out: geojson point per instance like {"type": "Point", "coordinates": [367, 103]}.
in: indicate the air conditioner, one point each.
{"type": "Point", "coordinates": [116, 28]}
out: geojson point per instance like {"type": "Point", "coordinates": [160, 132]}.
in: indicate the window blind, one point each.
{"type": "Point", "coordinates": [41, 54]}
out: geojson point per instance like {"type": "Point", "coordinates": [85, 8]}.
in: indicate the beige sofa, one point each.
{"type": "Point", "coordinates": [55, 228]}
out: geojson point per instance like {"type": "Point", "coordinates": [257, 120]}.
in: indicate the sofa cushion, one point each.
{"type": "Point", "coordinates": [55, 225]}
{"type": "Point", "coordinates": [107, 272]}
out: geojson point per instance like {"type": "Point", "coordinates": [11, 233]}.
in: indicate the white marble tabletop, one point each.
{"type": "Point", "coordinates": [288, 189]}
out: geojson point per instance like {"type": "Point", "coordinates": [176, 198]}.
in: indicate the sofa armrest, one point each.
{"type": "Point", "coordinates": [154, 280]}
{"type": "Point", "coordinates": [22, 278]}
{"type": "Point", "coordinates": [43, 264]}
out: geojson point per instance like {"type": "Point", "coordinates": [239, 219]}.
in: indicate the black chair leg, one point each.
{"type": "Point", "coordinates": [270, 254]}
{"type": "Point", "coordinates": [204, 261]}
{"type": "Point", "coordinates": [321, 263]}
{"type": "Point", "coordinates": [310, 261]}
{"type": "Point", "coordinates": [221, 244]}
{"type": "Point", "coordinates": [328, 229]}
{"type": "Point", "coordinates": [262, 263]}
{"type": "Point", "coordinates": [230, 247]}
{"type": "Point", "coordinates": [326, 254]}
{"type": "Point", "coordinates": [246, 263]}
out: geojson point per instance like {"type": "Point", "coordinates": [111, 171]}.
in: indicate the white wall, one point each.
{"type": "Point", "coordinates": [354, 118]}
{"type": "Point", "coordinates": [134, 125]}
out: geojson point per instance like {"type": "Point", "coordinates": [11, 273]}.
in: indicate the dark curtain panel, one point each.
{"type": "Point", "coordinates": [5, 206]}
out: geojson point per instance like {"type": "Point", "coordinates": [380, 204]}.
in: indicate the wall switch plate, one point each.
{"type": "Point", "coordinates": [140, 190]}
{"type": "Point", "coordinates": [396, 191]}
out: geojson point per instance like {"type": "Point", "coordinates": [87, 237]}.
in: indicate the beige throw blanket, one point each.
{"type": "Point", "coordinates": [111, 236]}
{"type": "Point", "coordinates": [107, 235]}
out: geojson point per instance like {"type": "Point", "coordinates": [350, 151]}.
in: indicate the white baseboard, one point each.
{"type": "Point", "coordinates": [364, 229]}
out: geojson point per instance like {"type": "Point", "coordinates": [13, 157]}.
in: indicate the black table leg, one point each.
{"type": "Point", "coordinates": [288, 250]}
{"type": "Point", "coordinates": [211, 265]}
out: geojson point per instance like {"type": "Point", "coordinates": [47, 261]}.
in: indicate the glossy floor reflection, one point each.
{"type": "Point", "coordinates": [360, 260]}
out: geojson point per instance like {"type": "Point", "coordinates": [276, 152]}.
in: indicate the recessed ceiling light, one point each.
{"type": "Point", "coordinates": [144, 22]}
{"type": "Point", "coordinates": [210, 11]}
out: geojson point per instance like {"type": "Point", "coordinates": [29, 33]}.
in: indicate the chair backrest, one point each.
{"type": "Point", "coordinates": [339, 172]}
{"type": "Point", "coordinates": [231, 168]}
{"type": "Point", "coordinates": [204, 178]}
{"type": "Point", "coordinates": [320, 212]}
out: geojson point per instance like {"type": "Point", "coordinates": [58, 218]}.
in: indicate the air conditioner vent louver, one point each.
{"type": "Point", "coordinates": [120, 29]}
◇ ◇ ◇
* _EXERCISE INSTRUCTIONS_: Retype every line of the material exactly as given.

* _WORKED SOLUTION_:
out: geojson point per instance like {"type": "Point", "coordinates": [367, 103]}.
in: indicate the air conditioner, one point each.
{"type": "Point", "coordinates": [116, 28]}
out: geojson point per instance like {"type": "Point", "coordinates": [160, 132]}.
in: indicate the window blind, one point each.
{"type": "Point", "coordinates": [41, 54]}
out: geojson point per instance like {"type": "Point", "coordinates": [85, 8]}.
in: indicate the beige sofa, one point each.
{"type": "Point", "coordinates": [55, 228]}
out: geojson point per instance like {"type": "Point", "coordinates": [257, 120]}.
in: indicate the sofa cushion, one point each.
{"type": "Point", "coordinates": [55, 225]}
{"type": "Point", "coordinates": [107, 272]}
out: geojson point per instance like {"type": "Point", "coordinates": [11, 233]}.
in: indicate the white marble tabletop, one point each.
{"type": "Point", "coordinates": [288, 189]}
out: geojson point per instance like {"type": "Point", "coordinates": [176, 198]}.
in: indicate the sofa armrest, one point each.
{"type": "Point", "coordinates": [154, 280]}
{"type": "Point", "coordinates": [22, 278]}
{"type": "Point", "coordinates": [43, 264]}
out: geojson point per instance like {"type": "Point", "coordinates": [239, 219]}.
in: indicate the black chair leg, one point each.
{"type": "Point", "coordinates": [270, 254]}
{"type": "Point", "coordinates": [204, 261]}
{"type": "Point", "coordinates": [321, 263]}
{"type": "Point", "coordinates": [310, 261]}
{"type": "Point", "coordinates": [221, 244]}
{"type": "Point", "coordinates": [328, 229]}
{"type": "Point", "coordinates": [262, 263]}
{"type": "Point", "coordinates": [230, 247]}
{"type": "Point", "coordinates": [326, 254]}
{"type": "Point", "coordinates": [246, 263]}
out: geojson point per instance like {"type": "Point", "coordinates": [111, 171]}.
in: indicate the white wall, one point each.
{"type": "Point", "coordinates": [354, 118]}
{"type": "Point", "coordinates": [134, 125]}
out: geojson point per instance like {"type": "Point", "coordinates": [11, 273]}.
in: indicate the dark curtain panel, one point each.
{"type": "Point", "coordinates": [5, 206]}
out: geojson point per instance like {"type": "Point", "coordinates": [380, 204]}.
in: indicate the wall switch plate, one point each.
{"type": "Point", "coordinates": [140, 190]}
{"type": "Point", "coordinates": [396, 191]}
out: geojson point per instance like {"type": "Point", "coordinates": [87, 237]}.
in: indicate the beige throw blanket, one point each.
{"type": "Point", "coordinates": [111, 236]}
{"type": "Point", "coordinates": [107, 235]}
out: geojson point per instance like {"type": "Point", "coordinates": [350, 151]}.
in: indicate the white baseboard, one point each.
{"type": "Point", "coordinates": [364, 229]}
out: geojson point per instance like {"type": "Point", "coordinates": [13, 157]}.
in: indicate the black table leg, one point each.
{"type": "Point", "coordinates": [288, 250]}
{"type": "Point", "coordinates": [211, 265]}
out: geojson point per instance like {"type": "Point", "coordinates": [47, 261]}.
in: indicate the glossy floor reflection, one point each.
{"type": "Point", "coordinates": [360, 260]}
out: geojson point per instance like {"type": "Point", "coordinates": [276, 152]}.
in: indicate the recessed ceiling light, one point each.
{"type": "Point", "coordinates": [144, 22]}
{"type": "Point", "coordinates": [210, 11]}
out: geojson point per instance like {"type": "Point", "coordinates": [29, 33]}.
in: indicate the chair backrest, one point each.
{"type": "Point", "coordinates": [339, 172]}
{"type": "Point", "coordinates": [231, 168]}
{"type": "Point", "coordinates": [204, 178]}
{"type": "Point", "coordinates": [320, 212]}
out: geojson point per instance like {"type": "Point", "coordinates": [58, 218]}.
in: indicate the air conditioner vent louver, one point each.
{"type": "Point", "coordinates": [120, 29]}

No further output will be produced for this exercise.